Texte fourni:

En 6e, Madame IBN EL CADI, professeure de coiffure, explique comment les élèves cherchent l’harmonie de la coiffure avec l’ensemble de la tenue et les caractéristiques du personnage. Elle signale que les arrangements, coups de peigne et autres se feront le jour même, sur place et sur les vraies têtes ! C’est elle qui en a la responsabilité. Comme il faudra aller vite lors du défilé, les élèves s’entrainent aujourd’hui déjà à faire les bons gestes, afin de bien savoir que faire le jour même.
En 5e professionnelle habillement, des élèves s’activent, dans un grand local, sur des machines à coudre industrielles. Elles réalisent les costumes du défilé, en se basant sur les fiches techniques conçues par les stylistes de 6e technique habillement. Il arrive que, confrontées à la réalité de la matière, elles proposent des aménagements aux stylistes. Ce que j’avais vu dans des ébauches de dessins lors d’une visite précédente, prend ici tout à fait corps et forme et… m’impressionne ! À mes questions concernant leur travail, Aïcha me dit : « J’adore faire ça. C’est génial ! » Je palpe la fierté de réaliser des costumes originaux pour ce spectacle. « À part cela, elles fabriquent aussi des vêtements pour elles-mêmes », me précise Madame JARDON, mais ici elles peuvent s’atteler à des créations uniques et particulières.
Les élèves sont formés pour l’industrie et utilisent donc ces machines, différentes des machines à coudre familiales. Ils peuvent aussi ouvrir eux-mêmes une boutique, s’ils obtiennent le certificat de gestion. Madame FLOOREN, professeure d’habillement en 6e professionnelle, montre les vêtements en cours de fabrication. Les élèves réalisatrices aiment échanger avec les créatrices de ces vêtements. Elles aiment aussi découvrir de nouveaux achèvements, des combinaisons autres dues aux nécessités du projet. Le professeur signale que des discussions ont parfois lieu avec des spécialistes en décor et en costumes qui travaillent à la Monnaie. Ils donnent des avis, font des propositions.

Consigne 1:
Relevez toutes les personnes désignées par « Madame » dans le texte sur la préparation du défilé.
Consigne 2:
Poursuivez le texte sur la préparation du défilé après sa dernière phrase.

Liste des données:
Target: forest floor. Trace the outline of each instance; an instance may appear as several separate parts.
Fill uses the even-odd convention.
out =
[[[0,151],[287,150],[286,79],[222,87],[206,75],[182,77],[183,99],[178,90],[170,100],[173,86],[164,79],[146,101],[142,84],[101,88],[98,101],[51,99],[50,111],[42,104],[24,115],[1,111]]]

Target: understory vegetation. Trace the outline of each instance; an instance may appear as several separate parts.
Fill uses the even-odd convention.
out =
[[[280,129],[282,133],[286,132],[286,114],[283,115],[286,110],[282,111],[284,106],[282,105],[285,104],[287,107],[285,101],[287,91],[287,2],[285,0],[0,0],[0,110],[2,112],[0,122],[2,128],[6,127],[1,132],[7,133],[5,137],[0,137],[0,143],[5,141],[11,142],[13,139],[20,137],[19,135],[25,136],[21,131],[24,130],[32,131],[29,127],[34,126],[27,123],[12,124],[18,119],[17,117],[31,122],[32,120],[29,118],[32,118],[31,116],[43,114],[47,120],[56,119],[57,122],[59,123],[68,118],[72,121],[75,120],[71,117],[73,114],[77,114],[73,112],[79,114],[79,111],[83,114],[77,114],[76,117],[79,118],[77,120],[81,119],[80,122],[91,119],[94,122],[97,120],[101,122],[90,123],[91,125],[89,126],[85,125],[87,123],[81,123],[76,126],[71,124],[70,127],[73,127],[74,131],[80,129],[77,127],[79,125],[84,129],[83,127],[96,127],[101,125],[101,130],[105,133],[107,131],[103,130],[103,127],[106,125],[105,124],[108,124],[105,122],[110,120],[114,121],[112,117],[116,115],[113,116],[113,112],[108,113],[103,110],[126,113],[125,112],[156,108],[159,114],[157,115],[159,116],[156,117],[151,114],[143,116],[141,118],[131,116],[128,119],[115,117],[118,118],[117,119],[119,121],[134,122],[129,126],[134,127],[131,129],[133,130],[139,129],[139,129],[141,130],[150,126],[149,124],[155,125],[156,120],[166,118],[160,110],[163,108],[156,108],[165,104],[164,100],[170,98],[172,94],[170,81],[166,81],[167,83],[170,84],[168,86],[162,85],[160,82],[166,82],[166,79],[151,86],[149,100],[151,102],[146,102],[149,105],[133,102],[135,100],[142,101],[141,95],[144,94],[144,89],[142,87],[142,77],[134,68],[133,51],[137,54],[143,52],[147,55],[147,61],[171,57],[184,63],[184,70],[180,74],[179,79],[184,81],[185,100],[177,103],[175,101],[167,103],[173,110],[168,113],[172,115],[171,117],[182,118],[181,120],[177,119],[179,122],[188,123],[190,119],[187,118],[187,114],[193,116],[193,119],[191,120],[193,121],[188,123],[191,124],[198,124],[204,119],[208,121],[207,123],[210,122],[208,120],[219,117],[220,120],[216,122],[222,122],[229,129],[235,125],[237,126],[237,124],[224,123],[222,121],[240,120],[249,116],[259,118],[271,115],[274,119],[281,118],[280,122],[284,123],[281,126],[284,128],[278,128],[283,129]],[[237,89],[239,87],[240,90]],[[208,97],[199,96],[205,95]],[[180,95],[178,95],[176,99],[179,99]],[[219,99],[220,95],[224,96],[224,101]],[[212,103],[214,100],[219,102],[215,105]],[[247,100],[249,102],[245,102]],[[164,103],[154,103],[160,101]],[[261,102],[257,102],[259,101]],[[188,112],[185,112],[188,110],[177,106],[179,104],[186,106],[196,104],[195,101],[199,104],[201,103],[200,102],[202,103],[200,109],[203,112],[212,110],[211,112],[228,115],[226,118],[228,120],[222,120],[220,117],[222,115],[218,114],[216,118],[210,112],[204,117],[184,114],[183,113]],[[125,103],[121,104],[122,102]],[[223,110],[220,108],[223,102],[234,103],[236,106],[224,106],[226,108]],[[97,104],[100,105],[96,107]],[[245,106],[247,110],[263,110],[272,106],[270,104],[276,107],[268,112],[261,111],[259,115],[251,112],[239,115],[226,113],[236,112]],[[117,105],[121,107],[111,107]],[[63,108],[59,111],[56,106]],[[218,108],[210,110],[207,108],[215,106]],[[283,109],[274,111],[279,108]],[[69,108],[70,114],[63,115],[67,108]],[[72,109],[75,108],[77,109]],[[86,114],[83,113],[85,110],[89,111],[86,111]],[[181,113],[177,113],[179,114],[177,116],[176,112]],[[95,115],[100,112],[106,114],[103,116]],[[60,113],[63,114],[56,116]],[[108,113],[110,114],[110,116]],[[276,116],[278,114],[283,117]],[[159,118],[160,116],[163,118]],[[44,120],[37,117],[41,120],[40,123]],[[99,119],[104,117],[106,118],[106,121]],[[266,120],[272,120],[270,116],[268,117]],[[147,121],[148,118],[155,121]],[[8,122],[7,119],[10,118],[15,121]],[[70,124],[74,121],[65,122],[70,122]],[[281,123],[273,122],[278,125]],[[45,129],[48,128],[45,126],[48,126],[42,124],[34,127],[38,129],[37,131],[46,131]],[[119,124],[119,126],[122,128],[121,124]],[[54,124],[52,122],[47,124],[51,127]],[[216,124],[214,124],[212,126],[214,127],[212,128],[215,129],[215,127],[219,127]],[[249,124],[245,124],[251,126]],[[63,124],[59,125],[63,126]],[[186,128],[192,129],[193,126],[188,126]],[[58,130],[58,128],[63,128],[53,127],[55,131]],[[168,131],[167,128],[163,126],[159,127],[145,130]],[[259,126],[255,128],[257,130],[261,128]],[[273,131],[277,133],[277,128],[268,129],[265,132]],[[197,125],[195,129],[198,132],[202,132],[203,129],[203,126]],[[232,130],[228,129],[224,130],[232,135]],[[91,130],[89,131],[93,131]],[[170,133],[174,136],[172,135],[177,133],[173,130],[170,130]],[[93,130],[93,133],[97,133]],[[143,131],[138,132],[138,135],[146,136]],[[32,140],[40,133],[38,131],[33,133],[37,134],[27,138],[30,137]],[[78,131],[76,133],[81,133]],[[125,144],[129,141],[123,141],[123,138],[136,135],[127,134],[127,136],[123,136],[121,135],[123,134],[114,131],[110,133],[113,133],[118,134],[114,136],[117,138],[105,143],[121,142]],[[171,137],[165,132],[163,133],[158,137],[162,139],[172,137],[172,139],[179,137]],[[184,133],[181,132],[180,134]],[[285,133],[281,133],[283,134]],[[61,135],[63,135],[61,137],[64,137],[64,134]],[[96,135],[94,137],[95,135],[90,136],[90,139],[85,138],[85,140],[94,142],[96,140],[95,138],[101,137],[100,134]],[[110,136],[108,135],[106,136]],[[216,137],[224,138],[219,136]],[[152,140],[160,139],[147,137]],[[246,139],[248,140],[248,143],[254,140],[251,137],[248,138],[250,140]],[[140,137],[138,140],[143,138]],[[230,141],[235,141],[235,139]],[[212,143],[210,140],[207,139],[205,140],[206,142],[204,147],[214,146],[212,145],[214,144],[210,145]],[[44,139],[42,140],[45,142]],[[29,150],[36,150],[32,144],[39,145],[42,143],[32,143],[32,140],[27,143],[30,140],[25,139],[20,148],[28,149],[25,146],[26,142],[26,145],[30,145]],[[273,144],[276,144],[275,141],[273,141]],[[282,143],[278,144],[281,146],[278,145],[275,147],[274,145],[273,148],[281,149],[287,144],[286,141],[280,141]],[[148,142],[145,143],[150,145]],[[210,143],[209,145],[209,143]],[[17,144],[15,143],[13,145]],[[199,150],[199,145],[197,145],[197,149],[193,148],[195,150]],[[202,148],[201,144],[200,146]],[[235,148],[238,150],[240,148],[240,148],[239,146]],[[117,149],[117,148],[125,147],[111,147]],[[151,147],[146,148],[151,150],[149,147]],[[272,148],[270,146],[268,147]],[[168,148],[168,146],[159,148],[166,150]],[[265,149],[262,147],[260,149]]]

Réponse 1:
- Madame IBN EL CADI
- Madame JARDON
- Madame FLOOREN

Réponse 2:
De l’initiative et de l’invention
En 5e et 6e technique artistique et en 6e professionnelle décoration, les élèves ont pris des photos de tout ce qui se passait dans l’école, tout au long des diverses réalisations : croquis de silhouettes, jeunes au travail, étapes de fabrication du sol en damier, etc. À l’aide de toutes ces photos, avec leur professeure d’infographie Madame JANS, les élèves font des compositions. Ce sont des genres de collages plus faciles à faire sur écran que sur papier, vu toutes les possibilités informatiques de mouvements et de mise en page. Les élèves réalisent ainsi des affiches explicatives du projet, en s’appuyant sur les travaux des autres élèves. « C’est une habitude dans l’école », dit leur professeure, « les élèves prennent beaucoup de photos. Ils glanent partout et m’en apportent. Ils sont assez autonomes et prennent des initiatives quant à ce qui pourrait servir. Ils sont très motivés par le projet défilé et son thème. »
Dans le grand atelier des décorateurs, en 7e, des parapluies arrangés sont suspendus sur un fil, certains sont couverts de mots : parapluies pour se protéger de mots grossier, les mots rassemblés par d’autres classes en début d’années ! De grandes boites rondes sont en fabrication. Un élève essaie d’y poser les murs de plastic qui devront être traversés par des poupées se libérant de carcans. Les couleurs dominantes sont le noir, le blanc, le rouge, porteuses des oppositions noir/blanc, tolérant/intolérant, haine/amour.
Ce que j’avais vu en petite maquette est à présent réalisé en taille réelle. Les mots tolérance et intolérance sont écrits sur le tissu de sol, dans diverses graphies, entourant ce damier qui s’estompe au fil de sa longueur.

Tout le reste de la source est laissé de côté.